__TASK DIRECTIONS__:
Starting at the line that contains "Where can you find the dirt" and continuing through the end of the records, reproduce those lines with "distant building" changed to "faraway building" and everything else left as it is.

__DATASET__:
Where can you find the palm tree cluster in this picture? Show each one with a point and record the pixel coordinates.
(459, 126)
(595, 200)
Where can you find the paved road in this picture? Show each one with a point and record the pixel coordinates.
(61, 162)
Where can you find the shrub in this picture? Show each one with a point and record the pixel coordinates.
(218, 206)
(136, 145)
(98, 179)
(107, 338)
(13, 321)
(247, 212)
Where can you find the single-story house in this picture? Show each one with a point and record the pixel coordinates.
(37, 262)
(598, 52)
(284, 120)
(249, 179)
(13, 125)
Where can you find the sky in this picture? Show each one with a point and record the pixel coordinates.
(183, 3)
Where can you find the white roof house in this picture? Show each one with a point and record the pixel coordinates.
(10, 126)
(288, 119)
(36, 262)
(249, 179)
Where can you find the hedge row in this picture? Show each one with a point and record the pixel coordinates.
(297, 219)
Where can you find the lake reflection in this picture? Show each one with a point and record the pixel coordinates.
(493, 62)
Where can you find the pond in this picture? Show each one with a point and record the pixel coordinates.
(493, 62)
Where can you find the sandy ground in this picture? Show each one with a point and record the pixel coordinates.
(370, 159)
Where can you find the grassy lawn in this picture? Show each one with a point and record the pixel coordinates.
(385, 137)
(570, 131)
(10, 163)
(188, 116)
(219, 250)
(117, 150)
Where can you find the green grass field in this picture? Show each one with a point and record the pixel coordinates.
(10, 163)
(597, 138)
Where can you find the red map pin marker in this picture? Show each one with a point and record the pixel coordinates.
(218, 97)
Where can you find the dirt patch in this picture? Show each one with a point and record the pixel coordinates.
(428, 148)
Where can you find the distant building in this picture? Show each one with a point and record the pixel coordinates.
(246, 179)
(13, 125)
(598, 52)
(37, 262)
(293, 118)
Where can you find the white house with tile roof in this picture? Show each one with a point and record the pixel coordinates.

__OUTPUT OF THE TASK__:
Where can you find the dirt patch in this picture? Show each one with a point and record the pixel coordinates.
(428, 148)
Where can you find the faraway building in this picture? Show each one with a point and record the pixel coordinates.
(246, 179)
(13, 125)
(598, 52)
(37, 262)
(293, 118)
Where can you find the white house with tile roof in this picture? Show each one with a point and record the pixel coordinates.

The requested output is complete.